■ **Problem statement**: In the rows below, replace every "coordinates" with "location" and leave everything else unchanged. Copy out the edited rows without the pictures.

■ **Materials provided**:
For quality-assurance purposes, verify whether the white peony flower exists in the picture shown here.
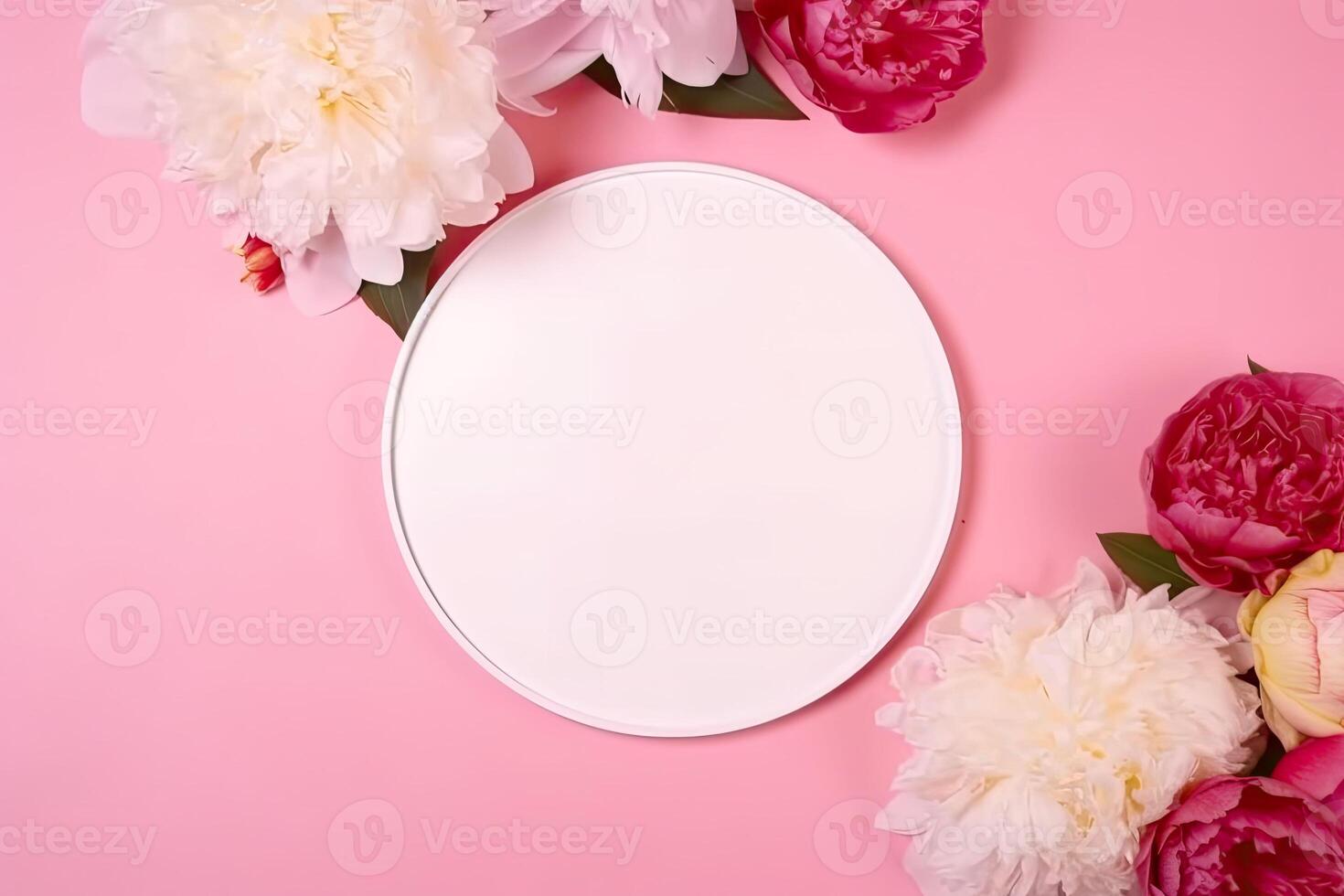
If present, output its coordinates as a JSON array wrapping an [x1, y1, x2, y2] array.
[[878, 560, 1264, 896], [82, 0, 532, 313]]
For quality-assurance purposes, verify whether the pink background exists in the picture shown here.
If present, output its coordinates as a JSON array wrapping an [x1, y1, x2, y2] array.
[[0, 0, 1344, 896]]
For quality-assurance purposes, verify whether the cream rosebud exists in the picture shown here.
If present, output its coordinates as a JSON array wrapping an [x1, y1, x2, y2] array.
[[1236, 550, 1344, 750]]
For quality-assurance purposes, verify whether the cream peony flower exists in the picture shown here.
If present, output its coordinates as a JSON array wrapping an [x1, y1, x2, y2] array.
[[878, 560, 1264, 896], [82, 0, 532, 315]]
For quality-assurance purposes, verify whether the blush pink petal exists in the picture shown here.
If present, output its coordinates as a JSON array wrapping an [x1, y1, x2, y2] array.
[[606, 26, 663, 117], [489, 121, 535, 194], [80, 9, 155, 140], [653, 0, 738, 88], [281, 227, 360, 317], [346, 240, 404, 287]]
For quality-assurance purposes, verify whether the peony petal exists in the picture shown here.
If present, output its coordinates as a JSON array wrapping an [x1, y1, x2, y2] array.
[[653, 0, 740, 88], [80, 51, 156, 140], [281, 227, 360, 317], [1275, 735, 1344, 802], [489, 121, 535, 194], [606, 29, 663, 118], [346, 240, 406, 286], [723, 31, 752, 75]]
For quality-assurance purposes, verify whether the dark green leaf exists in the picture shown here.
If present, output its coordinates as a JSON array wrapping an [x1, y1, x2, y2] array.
[[1097, 532, 1195, 598], [583, 59, 806, 121], [358, 249, 434, 338]]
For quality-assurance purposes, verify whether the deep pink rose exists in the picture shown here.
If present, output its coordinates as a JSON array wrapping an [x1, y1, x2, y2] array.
[[755, 0, 986, 133], [1143, 373, 1344, 593], [1137, 775, 1344, 896]]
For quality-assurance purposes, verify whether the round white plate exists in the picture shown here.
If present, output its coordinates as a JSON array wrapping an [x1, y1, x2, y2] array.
[[383, 163, 961, 736]]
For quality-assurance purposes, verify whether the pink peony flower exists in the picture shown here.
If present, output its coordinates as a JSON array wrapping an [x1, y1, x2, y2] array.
[[1275, 735, 1344, 819], [1137, 773, 1344, 896], [755, 0, 986, 132], [485, 0, 746, 117], [1143, 372, 1344, 593]]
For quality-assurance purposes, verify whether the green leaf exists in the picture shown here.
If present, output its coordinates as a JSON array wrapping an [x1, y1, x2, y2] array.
[[583, 59, 806, 121], [358, 246, 437, 338], [1097, 532, 1196, 598]]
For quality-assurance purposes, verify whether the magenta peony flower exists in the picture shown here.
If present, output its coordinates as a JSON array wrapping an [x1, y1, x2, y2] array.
[[1137, 775, 1344, 896], [1143, 372, 1344, 593], [755, 0, 986, 133], [1275, 735, 1344, 819]]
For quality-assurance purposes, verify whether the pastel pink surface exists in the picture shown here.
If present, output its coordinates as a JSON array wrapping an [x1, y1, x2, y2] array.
[[0, 6, 1344, 896]]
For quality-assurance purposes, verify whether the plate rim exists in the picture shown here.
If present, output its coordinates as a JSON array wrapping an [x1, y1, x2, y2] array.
[[381, 161, 965, 738]]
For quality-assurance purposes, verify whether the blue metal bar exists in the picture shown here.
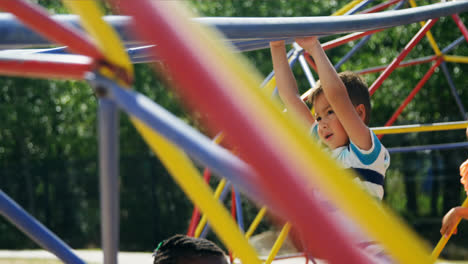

■ **Response below**:
For quality-assurance purposes, verify whether the white peony flower exists in the picture shown here.
If present, output its location as a JSON array wrapping an [x1, y1, x2, y2] array.
[[878, 560, 1264, 896], [82, 0, 532, 313]]
For quality-assurance purposes, verify whether the pink background exists in the picture shown here.
If present, output its location as a JSON array wrapping an [x1, y1, x2, y2] array.
[[0, 0, 1344, 896]]
For quality-assurance purposes, verify whether the cream rosebud exists in the picture shown here.
If present, output its location as a JSON array wrapping an [x1, y1, x2, y2] array.
[[1236, 550, 1344, 750]]
For quality-assurance purposes, verify whether the cream peony flower exists in the picture shown here.
If present, output its location as a JSON array wrapping an [x1, y1, x2, y2] array.
[[878, 560, 1264, 896], [82, 0, 532, 315]]
For quality-assurance purposes, verify whether the blush pink petal exists in the picture shown here.
If present, output its location as a JSON array wrapping an [x1, y1, x2, y2] array.
[[606, 26, 663, 117], [489, 121, 535, 194], [80, 9, 155, 140], [653, 0, 738, 88], [281, 227, 360, 317], [346, 240, 404, 287]]
For quality-assurance purposes, verify whether the peony petal exists in the picture shown here.
If present, output its location as a JSON array wrapping an [x1, y1, x2, y2] array.
[[653, 0, 740, 88], [80, 51, 156, 140], [281, 227, 360, 317], [1275, 735, 1344, 802], [489, 121, 535, 194], [606, 29, 663, 118], [346, 240, 406, 286], [723, 31, 752, 75]]
For quality-assurance purposes, verify whether the dark green leaf exists in the picture shown here.
If present, output its location as a JSON array wrapping an [x1, y1, x2, y2] array.
[[1097, 532, 1195, 598], [583, 59, 806, 121], [358, 249, 434, 338]]
For quality-assurance purposes, verify whether the deep pink rose exists in the picture shown here.
If present, output its location as a JSON array wrapping an [x1, y1, x2, y2] array.
[[755, 0, 986, 133], [1143, 373, 1344, 593], [1137, 775, 1344, 896]]
For quality-assurance purposes, verify whether the round white plate exists in the picture shown here.
If present, output its location as a JSON array wrapping an [x1, y1, x2, y2] array.
[[383, 163, 961, 736]]
For quality-assurance purposes, verify whether the pink peony flower exists in the picture shown here.
If present, output its location as a JSON array wrapping an [x1, y1, x2, y2] array.
[[1275, 735, 1344, 819], [1137, 773, 1344, 896], [755, 0, 986, 132], [485, 0, 746, 117], [1143, 372, 1344, 593]]
For quality-assurance purposes, verify whether the green leaf exists in the picture shown here.
If present, output its location as a JSON array wrapping an [x1, y1, x2, y2] array.
[[583, 59, 806, 121], [358, 246, 437, 338], [1097, 532, 1196, 598]]
For quality-assurance purposes, verify whether the magenta peony flower exists in the picture shown here.
If present, output its location as a JSON array wrapping an [x1, y1, x2, y2] array.
[[1137, 775, 1344, 896], [1143, 372, 1344, 593], [755, 0, 986, 133], [1275, 735, 1344, 819]]
For quality-assurance purposes, verify whether the pastel pink surface exists in the picture shown here.
If present, output its location as a JSON array wrapping an [x1, y1, x2, y2] array.
[[0, 6, 1344, 896]]
For quality-assurance purposes, verify whether the plate rim exists in the picture shown here.
If present, output its location as a JSON array wrapping an [x1, y1, x2, y2] array.
[[381, 161, 965, 738]]
For quality-assurance purposes, verify whether the blue metal bar exists in the picture shown here.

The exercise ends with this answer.